** Task objective **
Could you substitute "storefront sign" for "signboard on building" wherever it appears in the records below, keeping every other part unchanged and leaving the pictures out of your answer?

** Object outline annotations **
** START **

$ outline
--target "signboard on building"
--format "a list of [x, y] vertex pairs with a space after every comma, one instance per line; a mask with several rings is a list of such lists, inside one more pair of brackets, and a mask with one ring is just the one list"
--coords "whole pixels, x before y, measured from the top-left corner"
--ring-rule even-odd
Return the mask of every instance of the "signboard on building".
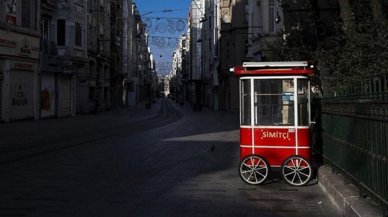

** END **

** Result of this exercise **
$ outline
--target "storefront sign"
--format "a list of [x, y] vertex pairs with a space after every comma, one instance per line; a mask with several rings is a list of such lists, inside one more pair of brackets, and a mask with one ring is just the one list"
--coords "whole pixels, x before y, measured from the top-left corner"
--ring-rule even-odd
Return the mask of every instance of the "storefront sign".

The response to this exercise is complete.